───── Document section
‘Our travel difficulties haven’t been well-understood by the Government’: life as an MP from the smaller opposition parties during the pandemic

Parliament has been forced to adapt its procedures and practices to the new environment created by the COVID-19 pandemic. Here, Louise Thompson and Alexandra Meakin outline how smaller parties have been disproportionately affected by the decisions that the government has made about how parliament should operate during the pandemic.

Legislatures across the world have had to adjust to new ways of working during the coronavirus pandemic, and the UK parliament is no different. All 650 MPs have seen their role transformed as they have adjusted to virtual and then hybrid proceedings in the House of Commons, remote and then proxy voting, the loss of the informal spaces for chats and networking, and moving constituency surgeries and meetings online. For a particular subsection of MPs, however, the last year has brought even more challenge and complexity. We argue that the changes to proceedings and operation of the Commons since March 2020 have disproportionately affected MPs from the smaller opposition parties, highlighting a failure in the decision-making structure to sufficiently take into account the circumstances of these MPs. This failure, we contend, risks delegitimising the Westminster parliament in the eyes of people living in the devolved nations.

The typical view of the House of Commons, with the government on one side and the official opposition on the other, reflects the traditional two-party dominance on the green benches. But if you look to the opposition benches, you will see a growing number of MPs representing smaller parties. Some 73 constituencies (that’s 11% in total) are now represented by parties outside this duality. The smaller parties range in size, from the 47 SNP MPs, to the sole representatives of the Alliance Party and Green Party. They differ politically too: the pro-EU Lib Dems and the Brexiteer Democratic Unionist Party share the same small-party benches. But regardless of size or ideology, all small parties and their MPs must deal with an institution designed, both physically and in its rulebook, with an emphasis on the two larger parties, something that this last year has demonstrated well.
──────────
───── Records shown
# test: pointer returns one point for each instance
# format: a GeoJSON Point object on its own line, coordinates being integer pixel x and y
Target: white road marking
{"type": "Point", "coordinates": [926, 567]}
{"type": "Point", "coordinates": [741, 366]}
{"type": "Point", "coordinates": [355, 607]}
──────────
Work instructions:
1/ In the article on smaller opposition parties during the pandemic, how many constituencies are represented by parties outside the two-party duality?
2/ Summarize the article on smaller opposition parties during the pandemic in two sentences.
3/ Continue the article on smaller opposition parties during the pandemic from where it stops.

Answers to the problems:
1/ 73 constituencies, or 11% of the total.

2/ Since March 2020, changes to how the House of Commons operates have hit MPs from the smaller opposition parties disproportionately, which shows that decision-making failed to account for their circumstances and risks delegitimizing Westminster in the devolved nations. These parties vary in size and ideology and now represent 73 constituencies, yet all of them must work within an institution designed around the two larger parties.

3/
The constituencies represented by the 73 small-party MPs are overwhelmingly concentrated outside of England, with 89% located in Northern Ireland, Scotland and Wales. Even in normal times, travelling to Westminster for these MPs almost invariably involves far longer and more complex journeys than for members representing English constituencies. The pandemic has exacerbated this, with public transport (literally the only option for MPs in Northern Ireland or the Scottish islands) cut drastically. In June 2020 the number of flights from Belfast to London, for example, fell from 12 a day to just one. Virtual participation in the Commons at this time was severely restricted, but the timing of the flights and difficulties securing tickets meant that MPs from Northern Irish constituencies were often unable to be present in the Commons chamber for the first items of business on a Monday or stay for business on Thursdays without being stuck in London (and away from their families and caring responsibilities) all weekend. For one Urgent Question on abortion in Northern Ireland, Alliance MP Stephen Farry had to ask another MP (the Scottish Liberal Democrat, Wendy Chamberlain) to speak on his behalf as he was unable to travel to Westminster at short notice (at this date, no virtual participation was allowed).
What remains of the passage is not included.